── Textauszug ──

· Fachbeitrag · §§ 3, 3c UStG
Warenlieferungen im Online-Handel unter Beauftragung eines Fulfillment-Dienstleisters
| Im Online-Handel kommt es auch dann zu direkten Lieferungen an den Besteller, wenn die Auftragsabwicklung über einen Fulfillment-Dienstleister ‒ wie etwa Amazon ‒ erfolgt. |
Hintergrund: Was ist Fulfillment?
Fulfillment bedeutet „Ausführung“ oder „Erfüllung“. In der Logistik versteht man darunter die Gesamtheit aller Aktivitäten inklusive der Auftragsannahme, die der Belieferung des Kunden und der Erfüllung der sonstigen vertraglichen Pflichten dienen ‒ also den gesamten Prozess der Auftragsabwicklung. Fulfillment umfasst damit insbesondere die/den/das
- Bestellungsannahme,
- Lagerhaltung,
- Kommissionierung,
- Verpackung,
- Frankierung,
- Versand.
Darüber hinaus kann Fulfillment auch umfassen die/den/das
- Retourenmanagement,
- Ersatzteilversorgung,
- Reparatur,
- Entsorgung von Rückwaren,
- Kundenbetreuung,
- Rechnungsstellung,
- Mahnung.
Fulfillmentaufgaben werden oft von darauf besonders ausgerichteten Logistikdienstleistern übernommen (sog. Fulfillment Center).

───

_Aufgabenstellung A:_ Wählen Sie aus den unten stehenden Datensätzen jede Zeile aus, in der die Zeichenfolge „below“ vorkommt.

── Bereitgestellte Datensätze ──

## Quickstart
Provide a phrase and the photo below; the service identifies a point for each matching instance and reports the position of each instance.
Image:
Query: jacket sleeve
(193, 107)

───

_Aufgabenstellung B:_ Geben Sie aus dem Beitrag über Fulfillment im Online-Handel den Abschnitt wortgetreu aus, der mit „Darüber hinaus kann“ beginnt und mit „(sog. Fulfillment Center).“ endet.

_Lösung A:_
Provide a phrase and the photo below; the service identifies a point for each matching instance and reports the position of each instance.

_Lösung B:_
Darüber hinaus kann Fulfillment auch umfassen die/den/das
- Retourenmanagement,
- Ersatzteilversorgung,
- Reparatur,
- Entsorgung von Rückwaren,
- Kundenbetreuung,
- Rechnungsstellung,
- Mahnung.
Fulfillmentaufgaben werden oft von darauf besonders ausgerichteten Logistikdienstleistern übernommen (sog. Fulfillment Center).